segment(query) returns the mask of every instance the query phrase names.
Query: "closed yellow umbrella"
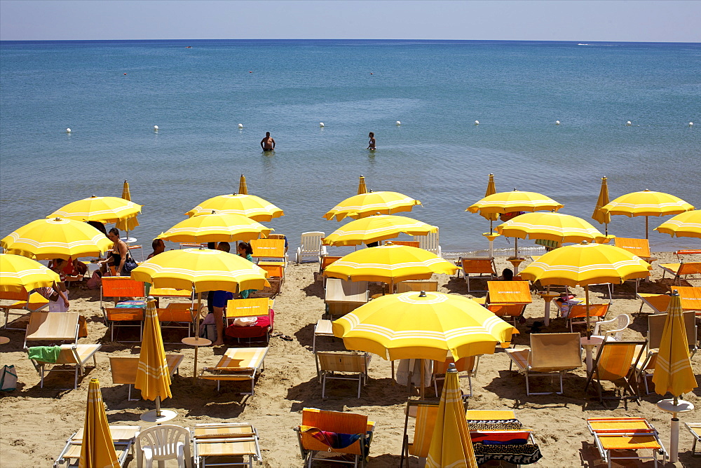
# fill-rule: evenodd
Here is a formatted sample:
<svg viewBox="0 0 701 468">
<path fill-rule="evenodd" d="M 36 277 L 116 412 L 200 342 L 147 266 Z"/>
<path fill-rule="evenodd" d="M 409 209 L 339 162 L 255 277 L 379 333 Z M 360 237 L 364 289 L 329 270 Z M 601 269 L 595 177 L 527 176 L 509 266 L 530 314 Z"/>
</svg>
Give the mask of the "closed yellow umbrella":
<svg viewBox="0 0 701 468">
<path fill-rule="evenodd" d="M 438 405 L 438 415 L 428 450 L 426 467 L 477 468 L 470 428 L 465 420 L 465 407 L 460 392 L 458 371 L 449 366 Z"/>
<path fill-rule="evenodd" d="M 157 418 L 161 415 L 161 401 L 172 397 L 170 392 L 170 373 L 165 360 L 163 338 L 161 335 L 161 322 L 156 309 L 156 301 L 152 298 L 146 304 L 144 338 L 141 342 L 134 388 L 141 390 L 144 399 L 156 400 Z"/>
<path fill-rule="evenodd" d="M 346 217 L 358 219 L 378 213 L 394 214 L 410 212 L 414 207 L 421 204 L 418 200 L 397 192 L 370 191 L 346 198 L 327 212 L 324 217 L 341 221 Z"/>
<path fill-rule="evenodd" d="M 238 193 L 241 195 L 248 195 L 248 186 L 246 185 L 246 176 L 241 174 L 238 181 Z"/>
<path fill-rule="evenodd" d="M 541 256 L 521 272 L 529 281 L 543 285 L 583 286 L 587 303 L 587 338 L 589 327 L 589 285 L 620 284 L 646 277 L 652 266 L 627 250 L 606 244 L 581 244 L 555 249 Z"/>
<path fill-rule="evenodd" d="M 468 207 L 465 211 L 484 215 L 490 213 L 515 212 L 557 211 L 562 205 L 536 192 L 499 192 L 484 197 Z"/>
<path fill-rule="evenodd" d="M 50 287 L 61 280 L 58 273 L 32 259 L 11 254 L 0 254 L 0 291 L 27 292 Z"/>
<path fill-rule="evenodd" d="M 367 186 L 365 185 L 365 178 L 360 176 L 360 181 L 358 184 L 358 194 L 362 195 L 367 193 Z"/>
<path fill-rule="evenodd" d="M 270 202 L 254 195 L 243 193 L 220 195 L 205 200 L 185 214 L 200 216 L 212 211 L 219 214 L 241 214 L 257 221 L 269 221 L 285 214 L 282 209 Z"/>
<path fill-rule="evenodd" d="M 508 347 L 513 326 L 474 301 L 456 294 L 410 291 L 373 299 L 333 323 L 349 350 L 386 359 L 456 361 Z M 464 413 L 463 413 L 464 418 Z"/>
<path fill-rule="evenodd" d="M 68 218 L 76 221 L 96 221 L 100 223 L 116 223 L 136 216 L 142 205 L 118 197 L 83 198 L 61 207 L 47 218 Z"/>
<path fill-rule="evenodd" d="M 359 245 L 393 239 L 404 233 L 426 235 L 438 228 L 416 219 L 393 214 L 378 214 L 352 221 L 324 238 L 325 245 Z"/>
<path fill-rule="evenodd" d="M 122 186 L 122 198 L 128 202 L 131 201 L 131 193 L 129 191 L 129 182 L 126 180 L 124 181 L 124 185 Z M 139 226 L 139 221 L 136 219 L 136 216 L 135 215 L 130 218 L 118 221 L 114 227 L 119 230 L 125 230 L 128 234 L 130 230 L 133 230 L 134 228 L 137 226 Z"/>
<path fill-rule="evenodd" d="M 33 221 L 0 240 L 9 253 L 34 256 L 39 260 L 99 256 L 112 241 L 87 223 L 54 218 Z"/>
<path fill-rule="evenodd" d="M 102 402 L 102 392 L 97 379 L 90 379 L 88 386 L 88 404 L 83 429 L 79 468 L 119 468 L 119 462 L 107 423 Z"/>
<path fill-rule="evenodd" d="M 601 177 L 601 189 L 599 192 L 599 199 L 597 200 L 597 206 L 592 214 L 592 219 L 606 225 L 606 234 L 608 234 L 608 223 L 611 222 L 611 216 L 608 212 L 601 211 L 605 205 L 608 204 L 608 184 L 606 183 L 606 178 Z"/>
<path fill-rule="evenodd" d="M 437 255 L 408 245 L 362 249 L 336 260 L 324 270 L 327 276 L 353 281 L 389 283 L 404 280 L 428 280 L 433 273 L 454 275 L 459 268 Z"/>
<path fill-rule="evenodd" d="M 257 239 L 261 235 L 266 238 L 271 230 L 240 214 L 220 214 L 212 212 L 182 221 L 156 237 L 173 242 L 248 242 Z"/>
<path fill-rule="evenodd" d="M 648 238 L 648 219 L 651 216 L 679 214 L 694 209 L 681 198 L 663 192 L 644 190 L 621 195 L 604 205 L 601 211 L 609 214 L 622 214 L 629 218 L 645 216 L 645 238 Z"/>
<path fill-rule="evenodd" d="M 672 237 L 701 238 L 701 209 L 677 214 L 655 228 L 654 230 Z"/>
</svg>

[Task details]
Copy out all the records again, swapping every "mask" for "outline" and changing nothing else. Leave the pictures out of your answer.

[Task solution]
segment(query) returns the outline of every instance the query phrase names.
Query: "closed yellow umbrella"
# fill-rule: evenodd
Here is a formatted sample:
<svg viewBox="0 0 701 468">
<path fill-rule="evenodd" d="M 36 277 L 116 412 L 200 342 L 147 266 Z"/>
<path fill-rule="evenodd" d="M 409 209 L 339 162 L 255 277 L 379 333 Z M 360 237 L 364 289 L 329 270 Z M 601 269 L 595 177 L 527 176 L 509 266 L 530 314 Z"/>
</svg>
Give the outline of the "closed yellow umbrella":
<svg viewBox="0 0 701 468">
<path fill-rule="evenodd" d="M 438 405 L 438 415 L 428 450 L 426 467 L 477 468 L 470 428 L 465 420 L 465 407 L 460 392 L 458 371 L 449 366 Z"/>
<path fill-rule="evenodd" d="M 157 418 L 161 415 L 161 401 L 172 397 L 170 392 L 170 373 L 165 360 L 163 338 L 161 335 L 161 322 L 156 309 L 156 301 L 152 298 L 146 304 L 144 338 L 141 342 L 134 388 L 141 390 L 144 399 L 156 400 Z"/>
<path fill-rule="evenodd" d="M 346 217 L 358 219 L 378 213 L 394 214 L 410 212 L 414 207 L 421 204 L 418 200 L 397 192 L 370 191 L 346 198 L 327 212 L 324 217 L 341 221 Z"/>
<path fill-rule="evenodd" d="M 238 193 L 241 195 L 248 195 L 248 186 L 246 185 L 246 176 L 241 174 L 238 181 Z"/>
<path fill-rule="evenodd" d="M 541 256 L 521 272 L 529 281 L 543 285 L 583 286 L 587 303 L 587 338 L 589 327 L 589 285 L 620 284 L 646 277 L 652 266 L 627 250 L 606 244 L 581 244 L 555 249 Z"/>
<path fill-rule="evenodd" d="M 468 207 L 465 211 L 484 215 L 490 213 L 515 212 L 557 211 L 562 205 L 536 192 L 499 192 L 484 197 Z"/>
<path fill-rule="evenodd" d="M 50 287 L 61 280 L 58 273 L 32 259 L 11 254 L 0 254 L 0 291 L 27 292 Z"/>
<path fill-rule="evenodd" d="M 367 186 L 365 185 L 365 178 L 360 176 L 360 181 L 358 184 L 358 194 L 362 195 L 367 193 Z"/>
<path fill-rule="evenodd" d="M 270 202 L 254 195 L 243 193 L 220 195 L 205 200 L 185 214 L 200 216 L 212 211 L 219 214 L 241 214 L 257 221 L 269 221 L 285 214 L 282 209 Z"/>
<path fill-rule="evenodd" d="M 508 347 L 513 326 L 474 301 L 456 294 L 410 291 L 373 299 L 333 323 L 349 350 L 386 359 L 456 361 Z M 464 413 L 463 413 L 464 418 Z"/>
<path fill-rule="evenodd" d="M 68 218 L 76 221 L 96 221 L 100 223 L 116 223 L 136 216 L 142 205 L 118 197 L 83 198 L 61 207 L 47 218 Z"/>
<path fill-rule="evenodd" d="M 359 245 L 393 239 L 404 233 L 426 235 L 438 228 L 416 219 L 393 214 L 378 214 L 352 221 L 324 238 L 325 245 Z"/>
<path fill-rule="evenodd" d="M 122 186 L 122 198 L 128 202 L 131 201 L 131 193 L 129 191 L 129 182 L 126 180 L 124 181 L 124 185 Z M 139 226 L 139 221 L 136 219 L 136 216 L 135 215 L 130 218 L 118 221 L 114 227 L 119 230 L 125 230 L 128 234 L 130 230 L 133 230 L 134 228 L 137 226 Z"/>
<path fill-rule="evenodd" d="M 33 221 L 0 240 L 9 253 L 34 256 L 39 260 L 99 256 L 112 241 L 87 223 L 54 218 Z"/>
<path fill-rule="evenodd" d="M 102 402 L 102 392 L 97 379 L 90 379 L 88 386 L 88 404 L 83 429 L 79 468 L 119 468 L 119 462 L 107 423 Z"/>
<path fill-rule="evenodd" d="M 601 177 L 601 189 L 599 192 L 599 199 L 597 200 L 597 206 L 592 214 L 592 219 L 606 225 L 606 234 L 608 234 L 608 223 L 611 222 L 611 216 L 608 212 L 601 211 L 605 205 L 608 204 L 608 184 L 606 183 L 606 178 Z"/>
<path fill-rule="evenodd" d="M 437 255 L 408 245 L 362 249 L 336 260 L 324 270 L 327 276 L 353 281 L 389 283 L 404 280 L 428 280 L 433 273 L 454 275 L 459 268 Z"/>
<path fill-rule="evenodd" d="M 257 239 L 261 235 L 266 238 L 271 230 L 240 214 L 220 214 L 212 212 L 182 221 L 156 237 L 173 242 L 248 242 Z"/>
<path fill-rule="evenodd" d="M 648 238 L 648 219 L 651 216 L 679 214 L 694 209 L 681 198 L 663 192 L 644 190 L 621 195 L 604 205 L 601 211 L 609 214 L 622 214 L 629 218 L 645 216 L 645 238 Z"/>
<path fill-rule="evenodd" d="M 672 237 L 701 238 L 701 209 L 677 214 L 655 228 L 654 230 Z"/>
</svg>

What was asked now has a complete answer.